[DATA SUPPLIED Boundary: Start]
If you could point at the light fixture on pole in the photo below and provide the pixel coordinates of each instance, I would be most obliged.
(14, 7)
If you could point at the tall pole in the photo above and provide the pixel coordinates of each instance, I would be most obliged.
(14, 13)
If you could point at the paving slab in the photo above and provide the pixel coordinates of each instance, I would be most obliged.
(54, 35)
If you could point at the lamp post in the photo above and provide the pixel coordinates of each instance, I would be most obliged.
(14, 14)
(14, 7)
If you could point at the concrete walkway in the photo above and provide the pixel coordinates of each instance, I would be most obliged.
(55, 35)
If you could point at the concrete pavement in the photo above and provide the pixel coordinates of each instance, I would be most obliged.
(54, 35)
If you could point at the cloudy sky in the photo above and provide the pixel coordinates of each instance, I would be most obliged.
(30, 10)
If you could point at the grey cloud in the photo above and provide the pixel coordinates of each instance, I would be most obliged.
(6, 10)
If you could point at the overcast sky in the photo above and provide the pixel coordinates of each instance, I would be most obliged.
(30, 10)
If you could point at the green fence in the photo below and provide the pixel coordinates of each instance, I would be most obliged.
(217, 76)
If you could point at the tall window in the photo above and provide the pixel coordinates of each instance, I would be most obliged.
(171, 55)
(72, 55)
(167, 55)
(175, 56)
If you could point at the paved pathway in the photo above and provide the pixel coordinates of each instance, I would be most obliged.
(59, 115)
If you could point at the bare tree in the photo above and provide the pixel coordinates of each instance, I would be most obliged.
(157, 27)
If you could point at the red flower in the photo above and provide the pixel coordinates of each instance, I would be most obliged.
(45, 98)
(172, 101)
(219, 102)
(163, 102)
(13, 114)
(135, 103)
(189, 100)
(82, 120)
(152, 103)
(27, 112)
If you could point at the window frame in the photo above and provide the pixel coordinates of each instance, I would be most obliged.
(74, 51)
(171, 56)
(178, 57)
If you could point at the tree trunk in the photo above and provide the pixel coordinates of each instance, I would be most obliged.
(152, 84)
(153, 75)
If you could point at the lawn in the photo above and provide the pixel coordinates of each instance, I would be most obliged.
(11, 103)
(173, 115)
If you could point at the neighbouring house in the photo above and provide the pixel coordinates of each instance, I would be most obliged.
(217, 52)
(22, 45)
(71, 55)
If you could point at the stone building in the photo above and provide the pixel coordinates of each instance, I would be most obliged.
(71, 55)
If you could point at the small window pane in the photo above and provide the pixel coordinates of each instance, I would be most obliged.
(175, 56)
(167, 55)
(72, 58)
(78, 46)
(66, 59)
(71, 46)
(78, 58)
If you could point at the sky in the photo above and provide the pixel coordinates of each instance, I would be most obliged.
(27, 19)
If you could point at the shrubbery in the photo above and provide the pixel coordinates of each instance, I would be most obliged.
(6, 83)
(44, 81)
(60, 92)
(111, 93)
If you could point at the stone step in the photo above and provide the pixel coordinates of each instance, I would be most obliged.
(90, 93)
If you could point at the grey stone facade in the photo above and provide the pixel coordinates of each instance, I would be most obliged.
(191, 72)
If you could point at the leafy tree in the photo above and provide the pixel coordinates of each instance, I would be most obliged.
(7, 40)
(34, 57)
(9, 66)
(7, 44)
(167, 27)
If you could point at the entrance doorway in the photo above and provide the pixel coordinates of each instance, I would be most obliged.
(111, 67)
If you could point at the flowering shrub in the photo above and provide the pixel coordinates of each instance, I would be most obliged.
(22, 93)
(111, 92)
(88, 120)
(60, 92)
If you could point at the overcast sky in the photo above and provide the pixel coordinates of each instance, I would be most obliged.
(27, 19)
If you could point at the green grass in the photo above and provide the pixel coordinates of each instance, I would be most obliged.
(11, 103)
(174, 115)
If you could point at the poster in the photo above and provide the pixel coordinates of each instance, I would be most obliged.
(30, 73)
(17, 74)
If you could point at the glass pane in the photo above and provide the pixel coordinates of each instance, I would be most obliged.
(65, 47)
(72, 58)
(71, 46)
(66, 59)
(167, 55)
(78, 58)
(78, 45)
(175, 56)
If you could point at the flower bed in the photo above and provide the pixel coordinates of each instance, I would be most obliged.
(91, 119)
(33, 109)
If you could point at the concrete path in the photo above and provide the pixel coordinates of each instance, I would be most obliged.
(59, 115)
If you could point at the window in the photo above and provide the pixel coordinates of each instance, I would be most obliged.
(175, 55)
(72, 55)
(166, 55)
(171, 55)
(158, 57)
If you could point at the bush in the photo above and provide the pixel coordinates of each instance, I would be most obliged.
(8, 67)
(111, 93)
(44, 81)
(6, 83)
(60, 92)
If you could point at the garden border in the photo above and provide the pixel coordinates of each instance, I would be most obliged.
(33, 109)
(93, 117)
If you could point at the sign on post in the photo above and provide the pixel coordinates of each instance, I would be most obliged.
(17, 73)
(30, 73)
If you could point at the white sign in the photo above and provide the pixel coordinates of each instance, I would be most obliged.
[DATA SUPPLIED Boundary: End]
▶ **INSTRUCTIONS TO FOLLOW**: Every record above must appear again in the answer, unchanged.

▶ **ANSWER TO THE EXERCISE**:
If you could point at the light fixture on pole in the photo below and provide the pixel coordinates of each instance, I would be most obliged.
(14, 7)
If you could point at the tall pole in the photo above and provide the pixel coordinates of each instance, I would be most obliged.
(14, 13)
If you could point at the paving slab in the photo above and provide the pixel coordinates of each instance, I would be most obliged.
(54, 35)
If you could point at the lamp post in the photo above and provide the pixel coordinates of each instance, I would be most obliged.
(14, 14)
(14, 7)
If you could point at the concrete walkway in the photo above and provide the pixel coordinates of each instance, I would be most obliged.
(55, 35)
If you could point at the concrete pavement in the photo above and provide the pixel coordinates of each instance, I would be most obliged.
(54, 35)
If you could point at the cloudy sky in the photo above and provide the pixel coordinates of each instance, I would be most obliged.
(30, 10)
If you could point at the grey cloud in the photo above and provide the pixel coordinates of each instance, I would be most obliged.
(6, 10)
If you could point at the overcast sky in the photo above and provide the pixel coordinates of each instance, I would be most obliged.
(30, 10)
If you could point at the green fence in the photo below and provide the pixel coordinates of each instance, I would be most obliged.
(217, 76)
If you could point at the tall window in the photo above and provide the pixel coordinates of each instance, I would be most obliged.
(171, 55)
(72, 55)
(167, 55)
(175, 56)
If you could point at the paved pathway in the photo above and provide the pixel coordinates of each instance, I would be most obliged.
(59, 115)
If you could point at the bare tree in the photo above and provide the pixel coordinates of each instance, I would be most obliged.
(157, 27)
If you could point at the red flower in the photo above and provide the pixel coordinates of each instance, I would be most obliged.
(45, 98)
(172, 101)
(219, 102)
(163, 102)
(13, 114)
(135, 103)
(189, 100)
(82, 120)
(152, 103)
(27, 112)
If you could point at the window frame in the photo above and provide the pixel coordinates of each instance, I would be most obliged.
(74, 51)
(171, 56)
(178, 57)
If you could point at the tree trunk in the photo above and provide the pixel coordinates of each instance, I would be most obliged.
(152, 84)
(153, 75)
If you could point at the lawn in the photo above and provide the pixel coordinates of each instance, I would be most obliged.
(11, 103)
(173, 115)
If you could point at the neighbouring house in the photo above and provide the pixel coordinates of each instance, I would be most obliged.
(217, 52)
(22, 45)
(71, 55)
If you could point at the stone building in the photo above and provide the pixel coordinates of each instance, I would be most obliged.
(71, 55)
If you could point at the small window pane in the photo above and provide the pixel coordinates of each instance, I would be most obliged.
(175, 56)
(167, 55)
(72, 58)
(78, 46)
(66, 59)
(71, 46)
(78, 58)
If you could point at the sky in the photo above and provide the pixel coordinates of each instance, I would be most obliged.
(27, 19)
If you could point at the shrubbery in the photo above and provide the pixel coordinates of each instance, I would be most obliged.
(6, 83)
(44, 81)
(60, 92)
(111, 93)
If you could point at the stone step in the photo above and provide the pixel coordinates of each instance, I would be most obliged.
(90, 93)
If you could point at the grey stone facade in the photo above and provide the pixel coordinates of each instance, I would be most obliged.
(191, 72)
If you could point at the leafy tree in the photo above and provide the pixel coordinates of each instance, I would be most obliged.
(7, 40)
(34, 57)
(9, 66)
(7, 44)
(167, 27)
If you could point at the entrance doorway in the photo above and provide the pixel coordinates of each instance, I would be most obliged.
(111, 67)
If you could point at the flowering shrub in the photo above and provide the pixel coordinates of each instance, I would be most obliged.
(22, 93)
(111, 92)
(88, 120)
(60, 92)
If you could point at the overcast sky in the photo above and provide the pixel coordinates of each instance, I would be most obliged.
(27, 19)
If you could point at the green grass in the photo above and provide the pixel coordinates of each instance, I would be most obliged.
(11, 103)
(174, 115)
If you could point at the poster in the photo above and provide the pixel coordinates of each instance, I would be most obliged.
(30, 73)
(17, 74)
If you could point at the glass pane in the photo above and provide the pixel coordinates of each instance, I would be most obliged.
(65, 47)
(72, 58)
(71, 46)
(66, 59)
(167, 55)
(78, 58)
(78, 45)
(175, 56)
If you could point at the flower bed in the photo above and provide the pixel coordinates of each instance, I would be most obliged.
(91, 119)
(33, 109)
If you could point at the concrete path in the photo above and provide the pixel coordinates of each instance, I would be most obliged.
(59, 115)
If you could point at the window in the photo above and provide the pixel coordinates of each instance, I would be most obliged.
(175, 55)
(72, 55)
(166, 55)
(171, 55)
(158, 57)
If you could point at the bush in the photo above and provide the pixel coordinates of each instance, I would be most obliged.
(8, 67)
(111, 93)
(44, 81)
(6, 83)
(60, 92)
If you could point at the garden border in the photo above and provide the pixel coordinates of each instance, I would be most obliged.
(33, 109)
(93, 117)
If you could point at the sign on post in the photo above and provide the pixel coordinates of each instance, I would be most obliged.
(17, 73)
(30, 73)
If you could point at the white sign in the photo above and provide the pixel coordinates of each instance, I would be most obliged.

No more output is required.